--- Source data ---

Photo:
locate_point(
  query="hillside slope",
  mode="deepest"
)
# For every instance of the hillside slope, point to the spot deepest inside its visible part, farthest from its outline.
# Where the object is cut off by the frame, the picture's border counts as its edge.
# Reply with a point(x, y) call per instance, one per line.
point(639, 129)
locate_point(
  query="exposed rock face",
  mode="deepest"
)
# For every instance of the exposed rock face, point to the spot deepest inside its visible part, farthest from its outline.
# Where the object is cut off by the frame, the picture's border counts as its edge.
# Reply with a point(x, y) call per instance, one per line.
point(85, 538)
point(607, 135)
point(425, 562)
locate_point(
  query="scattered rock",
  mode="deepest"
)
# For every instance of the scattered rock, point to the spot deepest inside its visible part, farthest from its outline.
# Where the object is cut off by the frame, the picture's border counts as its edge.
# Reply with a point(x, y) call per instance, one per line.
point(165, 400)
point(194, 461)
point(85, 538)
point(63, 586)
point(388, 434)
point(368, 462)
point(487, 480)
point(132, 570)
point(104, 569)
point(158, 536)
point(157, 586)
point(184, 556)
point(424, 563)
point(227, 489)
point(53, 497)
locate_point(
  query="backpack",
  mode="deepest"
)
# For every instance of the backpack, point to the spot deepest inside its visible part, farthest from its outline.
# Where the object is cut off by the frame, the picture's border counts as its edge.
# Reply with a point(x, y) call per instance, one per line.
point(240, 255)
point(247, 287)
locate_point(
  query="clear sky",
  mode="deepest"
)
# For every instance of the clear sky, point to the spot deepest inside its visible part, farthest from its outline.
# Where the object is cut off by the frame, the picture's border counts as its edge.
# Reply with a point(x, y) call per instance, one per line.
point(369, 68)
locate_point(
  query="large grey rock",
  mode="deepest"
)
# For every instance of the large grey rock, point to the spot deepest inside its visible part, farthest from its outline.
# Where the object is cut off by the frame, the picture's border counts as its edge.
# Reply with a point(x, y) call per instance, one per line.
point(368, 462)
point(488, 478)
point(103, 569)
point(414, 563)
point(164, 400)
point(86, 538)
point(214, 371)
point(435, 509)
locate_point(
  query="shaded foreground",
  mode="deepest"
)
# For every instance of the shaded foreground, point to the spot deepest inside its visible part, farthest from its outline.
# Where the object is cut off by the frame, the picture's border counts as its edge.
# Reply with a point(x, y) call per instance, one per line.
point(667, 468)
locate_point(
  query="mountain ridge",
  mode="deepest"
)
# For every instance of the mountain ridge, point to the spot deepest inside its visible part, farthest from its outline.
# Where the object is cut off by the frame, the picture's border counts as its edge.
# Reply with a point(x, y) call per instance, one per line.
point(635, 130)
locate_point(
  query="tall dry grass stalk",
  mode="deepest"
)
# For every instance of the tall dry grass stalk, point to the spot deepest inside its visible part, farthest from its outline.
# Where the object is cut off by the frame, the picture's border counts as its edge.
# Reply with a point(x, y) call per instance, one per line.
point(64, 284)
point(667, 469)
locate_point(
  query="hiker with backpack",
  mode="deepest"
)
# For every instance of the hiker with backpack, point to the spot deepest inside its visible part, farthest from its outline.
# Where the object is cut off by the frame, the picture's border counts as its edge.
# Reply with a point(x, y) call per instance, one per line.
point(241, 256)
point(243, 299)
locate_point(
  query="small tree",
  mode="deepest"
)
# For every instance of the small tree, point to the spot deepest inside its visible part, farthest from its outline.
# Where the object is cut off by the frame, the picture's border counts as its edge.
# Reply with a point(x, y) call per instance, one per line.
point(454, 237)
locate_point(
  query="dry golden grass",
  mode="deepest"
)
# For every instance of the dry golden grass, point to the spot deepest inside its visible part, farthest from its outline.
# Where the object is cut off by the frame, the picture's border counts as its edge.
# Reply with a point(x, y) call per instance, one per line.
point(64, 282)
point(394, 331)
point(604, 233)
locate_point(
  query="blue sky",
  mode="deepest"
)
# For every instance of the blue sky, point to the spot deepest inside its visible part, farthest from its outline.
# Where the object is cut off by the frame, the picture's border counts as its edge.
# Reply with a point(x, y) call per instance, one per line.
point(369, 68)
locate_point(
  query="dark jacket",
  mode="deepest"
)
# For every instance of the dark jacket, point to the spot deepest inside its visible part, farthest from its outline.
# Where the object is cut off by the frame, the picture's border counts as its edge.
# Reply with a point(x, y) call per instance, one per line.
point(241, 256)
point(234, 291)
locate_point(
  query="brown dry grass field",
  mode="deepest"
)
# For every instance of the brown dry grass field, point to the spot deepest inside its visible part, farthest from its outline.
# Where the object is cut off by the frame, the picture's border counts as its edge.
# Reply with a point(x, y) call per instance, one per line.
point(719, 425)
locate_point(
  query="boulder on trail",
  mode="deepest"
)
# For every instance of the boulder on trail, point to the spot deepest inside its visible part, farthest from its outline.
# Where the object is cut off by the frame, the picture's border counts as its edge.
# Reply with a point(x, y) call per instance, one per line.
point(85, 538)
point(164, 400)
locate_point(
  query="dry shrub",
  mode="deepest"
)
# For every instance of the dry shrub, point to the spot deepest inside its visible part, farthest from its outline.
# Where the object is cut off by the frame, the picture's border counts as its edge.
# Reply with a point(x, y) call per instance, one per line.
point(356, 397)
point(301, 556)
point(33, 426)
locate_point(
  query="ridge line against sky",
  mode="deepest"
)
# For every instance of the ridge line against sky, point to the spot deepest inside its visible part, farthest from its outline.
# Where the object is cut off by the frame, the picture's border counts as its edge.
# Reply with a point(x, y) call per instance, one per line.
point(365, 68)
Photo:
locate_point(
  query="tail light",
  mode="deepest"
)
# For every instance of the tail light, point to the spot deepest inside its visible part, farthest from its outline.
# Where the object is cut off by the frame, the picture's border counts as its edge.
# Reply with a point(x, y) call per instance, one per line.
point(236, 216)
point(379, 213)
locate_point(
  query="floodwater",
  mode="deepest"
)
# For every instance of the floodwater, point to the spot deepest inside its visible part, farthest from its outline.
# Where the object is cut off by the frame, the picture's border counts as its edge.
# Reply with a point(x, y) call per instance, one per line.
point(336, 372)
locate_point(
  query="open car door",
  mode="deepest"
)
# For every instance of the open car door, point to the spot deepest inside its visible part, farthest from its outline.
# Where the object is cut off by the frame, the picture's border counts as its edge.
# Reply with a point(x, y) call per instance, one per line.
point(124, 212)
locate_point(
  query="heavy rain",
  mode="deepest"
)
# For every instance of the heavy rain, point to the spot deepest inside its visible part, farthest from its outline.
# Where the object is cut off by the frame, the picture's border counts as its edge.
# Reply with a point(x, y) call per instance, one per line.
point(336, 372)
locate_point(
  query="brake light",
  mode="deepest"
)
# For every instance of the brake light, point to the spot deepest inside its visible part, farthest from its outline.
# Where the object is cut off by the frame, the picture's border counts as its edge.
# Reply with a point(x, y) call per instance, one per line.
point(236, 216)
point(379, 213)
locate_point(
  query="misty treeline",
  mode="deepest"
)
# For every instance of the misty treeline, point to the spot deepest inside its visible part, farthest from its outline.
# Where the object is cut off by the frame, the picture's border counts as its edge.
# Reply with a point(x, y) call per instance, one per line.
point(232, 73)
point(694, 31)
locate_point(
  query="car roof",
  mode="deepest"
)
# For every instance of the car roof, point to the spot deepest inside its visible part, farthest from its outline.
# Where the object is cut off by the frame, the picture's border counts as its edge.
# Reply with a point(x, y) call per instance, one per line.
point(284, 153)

---

◆ Your instructions ◆
Reproduce the stretch of the items above from their very start through the line containing "point(639, 129)". Include both ends and keep every character unchanged.

◆ Written solution ◆
Photo:
locate_point(
  query="hillside slope",
  mode="deepest"
)
# For every instance of the hillside slope, point to the spot deepest inside its visible part, farthest from its outline.
# Where the object is cut off by the frame, the picture's border counts as its edge.
# Reply with a point(x, y) call per instance, one per line.
point(639, 129)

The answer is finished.